BRIEF: Set down each of the following records word for word, line by line, with nothing changed.

═════ LISTED ENTRIES

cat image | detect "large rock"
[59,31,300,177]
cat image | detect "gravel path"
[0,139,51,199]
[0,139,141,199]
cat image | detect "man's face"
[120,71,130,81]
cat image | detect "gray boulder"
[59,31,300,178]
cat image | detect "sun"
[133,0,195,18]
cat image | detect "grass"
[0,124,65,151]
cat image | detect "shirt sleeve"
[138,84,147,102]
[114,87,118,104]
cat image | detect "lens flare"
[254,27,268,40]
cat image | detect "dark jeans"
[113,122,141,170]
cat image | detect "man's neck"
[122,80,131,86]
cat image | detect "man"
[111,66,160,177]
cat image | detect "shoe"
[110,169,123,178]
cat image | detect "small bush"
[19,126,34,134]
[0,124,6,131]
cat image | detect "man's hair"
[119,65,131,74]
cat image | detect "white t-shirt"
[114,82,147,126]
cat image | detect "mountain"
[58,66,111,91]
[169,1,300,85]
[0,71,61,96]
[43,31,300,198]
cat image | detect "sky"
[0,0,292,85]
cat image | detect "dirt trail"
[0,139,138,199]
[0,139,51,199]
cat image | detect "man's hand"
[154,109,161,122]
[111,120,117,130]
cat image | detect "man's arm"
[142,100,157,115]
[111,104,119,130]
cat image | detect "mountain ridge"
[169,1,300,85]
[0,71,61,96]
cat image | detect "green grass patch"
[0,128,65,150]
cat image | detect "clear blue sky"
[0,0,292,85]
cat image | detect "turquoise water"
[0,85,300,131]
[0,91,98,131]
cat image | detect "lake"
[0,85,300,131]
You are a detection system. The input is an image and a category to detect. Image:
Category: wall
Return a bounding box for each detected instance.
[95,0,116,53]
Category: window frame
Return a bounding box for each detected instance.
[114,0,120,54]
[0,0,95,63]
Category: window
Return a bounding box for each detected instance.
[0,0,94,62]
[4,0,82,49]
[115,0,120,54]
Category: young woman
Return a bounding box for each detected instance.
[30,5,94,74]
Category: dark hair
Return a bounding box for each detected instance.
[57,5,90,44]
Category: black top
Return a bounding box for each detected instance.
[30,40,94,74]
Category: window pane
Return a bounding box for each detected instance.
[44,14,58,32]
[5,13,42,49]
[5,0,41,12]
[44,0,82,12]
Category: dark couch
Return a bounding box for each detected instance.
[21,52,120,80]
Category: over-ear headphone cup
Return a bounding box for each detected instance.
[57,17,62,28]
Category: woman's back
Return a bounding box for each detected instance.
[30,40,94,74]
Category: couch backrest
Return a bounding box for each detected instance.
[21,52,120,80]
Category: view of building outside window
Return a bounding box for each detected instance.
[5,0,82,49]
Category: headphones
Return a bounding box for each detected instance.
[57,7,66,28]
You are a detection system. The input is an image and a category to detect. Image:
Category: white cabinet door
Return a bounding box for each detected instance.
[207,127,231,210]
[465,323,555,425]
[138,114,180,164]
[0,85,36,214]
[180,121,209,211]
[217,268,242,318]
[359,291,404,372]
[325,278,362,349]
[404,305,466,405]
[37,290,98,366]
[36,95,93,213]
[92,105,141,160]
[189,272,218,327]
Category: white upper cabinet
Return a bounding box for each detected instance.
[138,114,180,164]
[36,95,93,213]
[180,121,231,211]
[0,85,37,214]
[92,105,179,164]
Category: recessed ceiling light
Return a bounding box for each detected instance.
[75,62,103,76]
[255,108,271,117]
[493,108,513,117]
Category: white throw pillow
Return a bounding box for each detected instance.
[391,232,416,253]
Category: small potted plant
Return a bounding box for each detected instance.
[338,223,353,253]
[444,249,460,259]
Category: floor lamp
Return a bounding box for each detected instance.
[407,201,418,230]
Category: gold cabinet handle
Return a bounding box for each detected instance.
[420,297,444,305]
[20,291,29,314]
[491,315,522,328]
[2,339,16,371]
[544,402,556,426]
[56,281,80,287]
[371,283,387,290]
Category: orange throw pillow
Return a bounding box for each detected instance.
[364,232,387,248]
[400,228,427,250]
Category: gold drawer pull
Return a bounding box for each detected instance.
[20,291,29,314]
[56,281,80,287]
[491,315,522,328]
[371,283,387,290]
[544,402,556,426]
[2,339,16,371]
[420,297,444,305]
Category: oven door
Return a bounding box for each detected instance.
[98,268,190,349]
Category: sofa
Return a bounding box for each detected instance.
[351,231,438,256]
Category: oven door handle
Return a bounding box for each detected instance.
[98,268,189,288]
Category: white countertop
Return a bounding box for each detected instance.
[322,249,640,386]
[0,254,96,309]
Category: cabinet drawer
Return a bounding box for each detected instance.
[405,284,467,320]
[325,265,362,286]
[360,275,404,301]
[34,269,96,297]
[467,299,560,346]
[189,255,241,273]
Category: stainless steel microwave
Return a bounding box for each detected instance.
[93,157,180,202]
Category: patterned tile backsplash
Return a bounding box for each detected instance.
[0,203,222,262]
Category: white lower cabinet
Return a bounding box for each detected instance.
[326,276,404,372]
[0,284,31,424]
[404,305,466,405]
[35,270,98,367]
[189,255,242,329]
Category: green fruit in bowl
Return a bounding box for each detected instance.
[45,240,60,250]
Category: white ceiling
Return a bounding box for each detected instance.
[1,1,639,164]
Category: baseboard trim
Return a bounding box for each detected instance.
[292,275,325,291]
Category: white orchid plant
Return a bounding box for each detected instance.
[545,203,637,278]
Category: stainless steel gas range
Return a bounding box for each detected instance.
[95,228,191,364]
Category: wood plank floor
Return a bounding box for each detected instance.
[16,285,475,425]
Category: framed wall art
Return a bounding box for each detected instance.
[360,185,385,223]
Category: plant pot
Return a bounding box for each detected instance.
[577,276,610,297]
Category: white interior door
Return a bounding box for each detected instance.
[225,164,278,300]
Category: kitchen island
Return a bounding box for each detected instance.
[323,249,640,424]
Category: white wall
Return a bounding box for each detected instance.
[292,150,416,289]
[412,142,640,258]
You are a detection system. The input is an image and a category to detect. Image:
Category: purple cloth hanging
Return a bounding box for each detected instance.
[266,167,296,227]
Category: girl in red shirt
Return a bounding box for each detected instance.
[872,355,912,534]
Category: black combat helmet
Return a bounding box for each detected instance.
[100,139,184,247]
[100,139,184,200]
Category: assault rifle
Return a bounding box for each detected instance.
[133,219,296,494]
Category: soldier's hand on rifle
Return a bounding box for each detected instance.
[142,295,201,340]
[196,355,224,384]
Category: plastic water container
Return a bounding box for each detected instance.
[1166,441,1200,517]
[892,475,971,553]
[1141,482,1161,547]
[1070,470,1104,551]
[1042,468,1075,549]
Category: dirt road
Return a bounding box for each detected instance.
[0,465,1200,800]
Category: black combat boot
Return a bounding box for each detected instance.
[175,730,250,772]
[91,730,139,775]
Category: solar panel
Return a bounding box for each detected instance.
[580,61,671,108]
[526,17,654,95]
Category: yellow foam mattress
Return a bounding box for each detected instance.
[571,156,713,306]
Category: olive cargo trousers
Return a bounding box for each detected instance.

══════════

ANSWER IN FULL:
cat image | detect "large rock"
[59,31,300,177]
cat image | detect "gravel path"
[0,139,51,199]
[0,139,141,199]
cat image | detect "man's face"
[120,71,130,81]
cat image | detect "gray boulder"
[59,31,300,178]
cat image | detect "sun"
[133,0,195,18]
cat image | detect "grass"
[0,124,65,151]
cat image | detect "shirt sleeve"
[138,84,147,102]
[114,87,118,104]
cat image | detect "lens flare"
[254,27,268,40]
cat image | detect "dark jeans"
[113,122,141,170]
cat image | detect "man's neck"
[122,80,131,86]
cat image | detect "man"
[111,66,160,177]
cat image | detect "shoe"
[110,169,123,178]
cat image | detect "small bush"
[19,126,34,134]
[0,124,6,131]
cat image | detect "man's hair"
[119,65,131,74]
cat image | detect "white t-shirt"
[114,82,147,126]
cat image | detect "mountain"
[58,66,111,91]
[169,1,300,85]
[0,71,61,96]
[43,31,300,198]
cat image | detect "sky"
[0,0,292,85]
cat image | detect "dirt trail"
[0,139,138,199]
[0,139,51,199]
cat image | detect "man's hand"
[154,109,161,122]
[111,120,117,130]
cat image | detect "man's arm"
[142,100,157,115]
[111,104,119,130]
cat image | detect "mountain ridge"
[169,1,300,85]
[0,71,61,96]
cat image | detect "green grass patch"
[0,128,65,150]
cat image | detect "clear blue sky"
[0,0,292,85]
cat image | detect "turquoise water"
[0,85,300,131]
[0,91,98,131]
cat image | detect "lake"
[0,85,300,131]
You are a detection system. The input is an image and a category to detect. Image:
Category: wall
Return a bounding box for each detected instance.
[95,0,116,53]
Category: window frame
Return a bounding box for each detected instance.
[114,0,120,54]
[0,0,95,63]
Category: window
Return a bounding box for each detected instance.
[0,0,94,62]
[4,0,82,49]
[115,0,120,54]
Category: young woman
Return a bounding box for each detected instance.
[30,5,94,74]
Category: dark hair
Return a bounding box for each detected instance.
[57,5,90,44]
Category: black top
Return a bounding box for each detected instance.
[30,40,94,74]
Category: window pane
Return a bounding box for each detected instance.
[44,14,58,32]
[5,13,42,49]
[5,0,41,12]
[44,0,82,12]
Category: dark couch
Return a bounding box for each detected instance.
[21,52,120,80]
Category: over-ear headphone cup
Return a bounding box for each detected instance.
[57,17,62,28]
Category: woman's back
Return a bounding box for each detected instance.
[30,40,94,74]
Category: couch backrest
Return a bounding box for each detected instance.
[21,52,120,80]
Category: view of building outside window
Return a bounding box for each detected instance.
[5,0,82,49]
Category: headphones
Return a bounding box for each detected instance.
[57,7,66,28]
You are a detection system. The input is an image and a category to detect. Image:
Category: white cabinet door
Return a bounding box for each detected instance.
[207,127,231,210]
[465,323,555,425]
[138,114,180,164]
[0,85,36,214]
[180,121,209,211]
[217,268,242,318]
[359,291,404,372]
[325,278,362,349]
[404,305,466,405]
[37,290,98,366]
[36,95,93,213]
[92,105,141,160]
[189,272,218,327]
Category: white upper cabinet
Return a bounding box for each detected instance.
[138,114,180,164]
[36,95,93,213]
[180,121,231,211]
[0,85,37,214]
[92,105,179,164]
Category: recessed ceiling light
Return a bounding box for each detected instance.
[75,62,103,76]
[255,108,271,117]
[493,108,513,117]
Category: white throw pillow
Return a bounding box for each detected instance.
[391,232,416,253]
Category: small potted plant
Return a bounding box for each detected instance.
[338,223,353,253]
[444,249,460,259]
Category: floor lamp
Return a bounding box for each detected instance.
[407,201,418,230]
Category: gold cabinet handle
Return a bounding box for each detected instance.
[420,297,444,305]
[20,291,29,314]
[491,315,522,328]
[2,339,16,371]
[544,402,556,426]
[56,281,80,287]
[371,283,387,290]
Category: orange throw pillow
Return a bounding box for each detected instance.
[364,232,387,248]
[400,228,427,250]
Category: gold drawer pull
Return a bounding box for each detected instance.
[20,291,29,314]
[56,281,80,287]
[491,315,522,328]
[371,283,387,290]
[544,402,556,426]
[2,339,16,371]
[420,297,444,305]
Category: oven door
Return a bounding box for each detected instance.
[98,268,190,349]
Category: sofa
Return a bounding box for each detected instance.
[351,231,438,256]
Category: oven door handle
Return a bounding box for each detected instance.
[98,268,189,288]
Category: white countertop
Return a bounding box for each detected instance.
[322,249,640,386]
[0,254,96,309]
Category: cabinet drawer
Return a bounding box for each detected instance.
[405,284,467,320]
[325,265,362,286]
[360,275,404,301]
[34,269,96,297]
[467,299,560,346]
[189,255,241,273]
Category: stainless steel microwave
Return a bounding box for each detected instance.
[93,157,180,202]
Category: patterned tile backsplash
Return a bounding box for each detected instance.
[0,203,222,262]
Category: white lower cabinet
Return a bounding box for each detected instance.
[326,276,404,372]
[0,284,31,424]
[404,305,466,405]
[35,270,98,367]
[189,255,242,329]
Category: green fruit in bowl
Return a bounding box for each detected instance.
[45,240,60,250]
Category: white ceiling
Return a bounding box for each detected instance.
[1,1,639,164]
Category: baseboard trim
Return a bounding box for each detected instance.
[292,275,325,291]
Category: white orchid plant
Return a bounding box for each detected instance.
[545,203,637,278]
Category: stainless steel gas range
Return a bounding box for each detected instance.
[95,228,191,364]
Category: wood plank floor
Return a bounding box for each detected instance.
[16,285,475,425]
Category: framed wall art
Return a bounding box for each detected instance.
[360,185,385,223]
Category: plant pot
Return a bounding box for each detected instance.
[577,276,610,297]
Category: white interior door
Return a bounding box for each detected instance.
[225,164,278,300]
Category: kitchen island
Return a bounding box for each detected instance.
[323,249,640,424]
Category: white wall
Return a bounding box for each detected instance.
[292,150,416,289]
[412,142,640,258]
You are a detection system. The input is an image and a category to detect. Image:
Category: purple cloth hanging
Return a bounding box for each detected instance.
[266,167,296,227]
Category: girl in red shirt
Return a bounding box for each detected instance.
[872,355,912,534]
Category: black combat helmet
Return a bounding box for each detected instance.
[100,139,184,247]
[100,139,184,200]
Category: assault rifle
Return a bounding box for each detected instance.
[133,219,296,494]
Category: soldier's hand on rifle
Return a bounding box for each detected instance.
[142,295,201,340]
[196,355,224,384]
Category: plastic water container
Return a bounding box for each detected instance.
[1166,441,1200,517]
[892,475,971,553]
[1141,482,1161,547]
[1070,470,1104,551]
[1042,468,1075,549]
Category: dirt road
Return a bounding box for each detected instance.
[0,465,1200,800]
Category: black combat boot
Return a bounding box for each detected instance.
[175,730,250,772]
[91,730,139,775]
Category: solar panel
Return a bounding box for each detected instance.
[580,61,671,108]
[526,17,654,95]
Category: yellow foam mattress
Return a bounding box for each detected instance.
[571,156,713,306]
Category: olive cargo trousers
Return a bounding box for each detected instance.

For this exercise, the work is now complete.